◆ Assignment ◆
Print the data verbatim. Leave every image out.

Spatial localization data:

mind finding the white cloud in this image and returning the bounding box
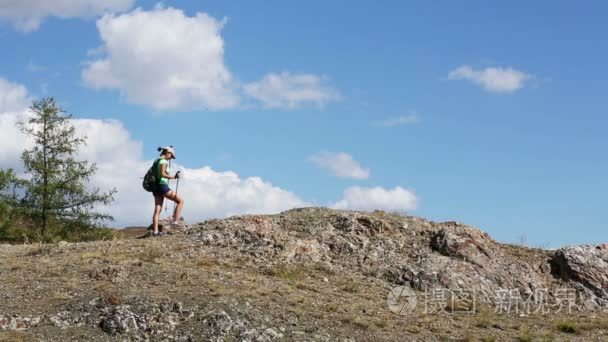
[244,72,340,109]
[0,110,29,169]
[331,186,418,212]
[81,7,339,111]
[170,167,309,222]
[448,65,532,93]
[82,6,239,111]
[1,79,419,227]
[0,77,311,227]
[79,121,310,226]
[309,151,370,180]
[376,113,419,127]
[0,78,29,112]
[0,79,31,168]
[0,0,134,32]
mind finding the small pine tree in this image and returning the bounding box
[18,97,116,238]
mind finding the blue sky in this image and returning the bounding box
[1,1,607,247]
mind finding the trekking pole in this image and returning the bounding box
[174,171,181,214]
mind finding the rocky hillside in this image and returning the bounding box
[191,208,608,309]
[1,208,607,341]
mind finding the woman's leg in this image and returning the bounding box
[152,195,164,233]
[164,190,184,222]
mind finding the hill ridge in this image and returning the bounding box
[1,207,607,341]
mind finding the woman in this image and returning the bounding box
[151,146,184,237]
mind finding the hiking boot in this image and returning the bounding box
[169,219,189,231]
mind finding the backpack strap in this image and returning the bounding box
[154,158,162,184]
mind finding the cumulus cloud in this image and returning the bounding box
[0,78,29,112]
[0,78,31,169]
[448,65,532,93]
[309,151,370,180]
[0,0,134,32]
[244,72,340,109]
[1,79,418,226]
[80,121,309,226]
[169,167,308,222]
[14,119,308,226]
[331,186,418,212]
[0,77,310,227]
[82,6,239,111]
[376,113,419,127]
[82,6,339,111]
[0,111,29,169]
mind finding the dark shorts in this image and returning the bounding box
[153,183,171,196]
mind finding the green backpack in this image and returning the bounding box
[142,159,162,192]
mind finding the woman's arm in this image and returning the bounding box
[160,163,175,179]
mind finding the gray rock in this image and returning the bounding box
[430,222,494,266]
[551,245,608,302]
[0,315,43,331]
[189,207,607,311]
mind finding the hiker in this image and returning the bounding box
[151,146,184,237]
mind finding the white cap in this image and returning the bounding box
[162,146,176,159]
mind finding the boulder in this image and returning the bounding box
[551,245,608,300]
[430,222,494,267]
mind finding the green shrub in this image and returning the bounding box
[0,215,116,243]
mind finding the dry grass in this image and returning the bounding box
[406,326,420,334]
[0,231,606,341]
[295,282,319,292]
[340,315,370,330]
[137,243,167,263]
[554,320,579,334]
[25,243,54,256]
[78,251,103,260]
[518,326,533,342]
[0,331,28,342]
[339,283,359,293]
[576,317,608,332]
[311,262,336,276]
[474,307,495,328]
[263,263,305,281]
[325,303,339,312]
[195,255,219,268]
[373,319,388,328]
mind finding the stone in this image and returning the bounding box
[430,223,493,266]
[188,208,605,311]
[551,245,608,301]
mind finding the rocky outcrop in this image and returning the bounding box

◆ Expected answer ◆
mind finding the white cloud in this image and returning the bounding box
[244,72,340,109]
[0,110,29,169]
[331,186,418,212]
[81,7,339,111]
[170,167,309,222]
[448,65,532,93]
[82,6,239,111]
[1,79,419,227]
[0,77,311,227]
[79,121,310,226]
[309,151,370,180]
[376,113,419,127]
[0,78,29,112]
[0,79,31,168]
[0,0,134,32]
mind finding the small pine tree in this image and returning the bounding box
[18,97,116,238]
mind finding the blue sky in this image and returning the bounding box
[1,1,607,247]
mind finding the trekking pole in this image and returning the bounding box
[174,171,181,214]
mind finding the rocky hillside in this image and returning the bounding box
[191,208,608,309]
[1,208,607,341]
mind finding the woman's leg in this image and returning the bounding box
[152,195,164,233]
[164,190,184,222]
mind finding the hill ridge in this image and returning the bounding box
[1,207,607,341]
mind finding the woman in this image and returning the bounding box
[151,146,184,237]
mind finding the hiking boot in this image and returning the bounding box
[169,219,189,231]
mind finding the backpack strap in this image and returning the bounding box
[154,158,162,184]
mind finding the cumulus cloud in this image and returning the bounding box
[0,78,29,112]
[0,78,31,169]
[448,65,532,93]
[309,151,370,180]
[0,0,134,32]
[244,72,340,109]
[1,79,418,226]
[80,121,309,226]
[169,167,308,222]
[14,119,308,226]
[331,186,418,212]
[0,77,310,227]
[82,6,239,111]
[376,113,419,127]
[82,6,339,111]
[0,111,29,169]
mind finding the dark shorts in this image and returning the bounding box
[153,183,171,196]
mind finding the green backpack in this image and returning the bounding box
[142,159,162,192]
mind finding the woman's arm in this image and returning the bounding box
[160,163,175,179]
mind finding the gray rock in this image and returning the bounding box
[430,222,494,266]
[551,245,608,302]
[0,315,43,331]
[189,207,607,311]
mind finding the hiker in this image and returning the bounding box
[151,146,184,237]
mind finding the white cap in this image and returning the bounding box
[162,146,176,159]
mind finding the boulder in this image and returning the bounding box
[551,245,608,300]
[430,222,494,267]
mind finding the green shrub in this image and returning the bounding box
[0,215,116,243]
mind finding the dry grass in this image and returning the bounding box
[406,326,420,334]
[0,231,606,341]
[295,282,319,292]
[340,315,370,330]
[137,243,167,263]
[554,320,579,334]
[25,243,54,256]
[78,251,103,260]
[518,326,533,342]
[0,331,28,342]
[339,283,359,293]
[576,317,608,332]
[311,262,336,276]
[474,307,495,328]
[263,263,305,281]
[325,303,339,312]
[195,255,219,268]
[373,319,388,328]
mind finding the stone in this image and returning the bounding box
[430,223,493,266]
[188,208,605,311]
[551,245,608,301]
mind finding the rocky outcrop in this image and returning the bounding box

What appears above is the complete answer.